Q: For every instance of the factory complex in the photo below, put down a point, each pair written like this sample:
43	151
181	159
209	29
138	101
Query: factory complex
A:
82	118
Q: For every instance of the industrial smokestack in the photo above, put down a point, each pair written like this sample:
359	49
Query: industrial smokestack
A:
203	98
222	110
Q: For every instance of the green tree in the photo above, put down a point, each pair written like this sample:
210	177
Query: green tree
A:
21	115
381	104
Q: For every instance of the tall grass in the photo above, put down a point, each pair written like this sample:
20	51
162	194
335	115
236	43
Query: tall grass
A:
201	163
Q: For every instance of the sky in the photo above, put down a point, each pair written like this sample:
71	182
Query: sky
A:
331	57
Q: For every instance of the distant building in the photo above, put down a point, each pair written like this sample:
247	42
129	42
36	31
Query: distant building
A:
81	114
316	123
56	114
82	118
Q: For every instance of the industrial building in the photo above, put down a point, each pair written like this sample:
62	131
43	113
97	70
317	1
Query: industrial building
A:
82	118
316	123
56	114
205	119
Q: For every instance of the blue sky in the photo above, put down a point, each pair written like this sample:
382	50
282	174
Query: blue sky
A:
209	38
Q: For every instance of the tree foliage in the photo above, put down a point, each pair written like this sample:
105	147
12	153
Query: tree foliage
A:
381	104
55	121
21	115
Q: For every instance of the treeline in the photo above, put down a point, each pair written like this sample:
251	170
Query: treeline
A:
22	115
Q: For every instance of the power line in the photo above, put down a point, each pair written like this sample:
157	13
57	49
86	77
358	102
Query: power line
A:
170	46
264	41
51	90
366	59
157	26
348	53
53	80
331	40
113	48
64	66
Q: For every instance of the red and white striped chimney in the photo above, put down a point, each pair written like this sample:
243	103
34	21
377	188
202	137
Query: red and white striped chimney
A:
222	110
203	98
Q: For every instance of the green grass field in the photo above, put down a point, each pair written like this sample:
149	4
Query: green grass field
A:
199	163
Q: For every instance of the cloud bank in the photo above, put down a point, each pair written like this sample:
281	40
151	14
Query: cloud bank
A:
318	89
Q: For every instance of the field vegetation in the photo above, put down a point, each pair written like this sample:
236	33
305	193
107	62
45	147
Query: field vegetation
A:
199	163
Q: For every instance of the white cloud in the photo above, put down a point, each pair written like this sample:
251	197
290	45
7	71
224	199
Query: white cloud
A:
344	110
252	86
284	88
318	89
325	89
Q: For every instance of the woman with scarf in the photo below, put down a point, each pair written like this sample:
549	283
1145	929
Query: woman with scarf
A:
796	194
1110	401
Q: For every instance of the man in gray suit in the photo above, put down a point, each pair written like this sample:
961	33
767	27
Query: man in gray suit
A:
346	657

◆ ASSIGNMENT: Search the listing for "tall" and show every line where it occurs.

◆ PROBLEM SOLUTION:
Q: For every instance of the tall grass in the photo above, put down a point, each pair written like this sample:
Query: tall grass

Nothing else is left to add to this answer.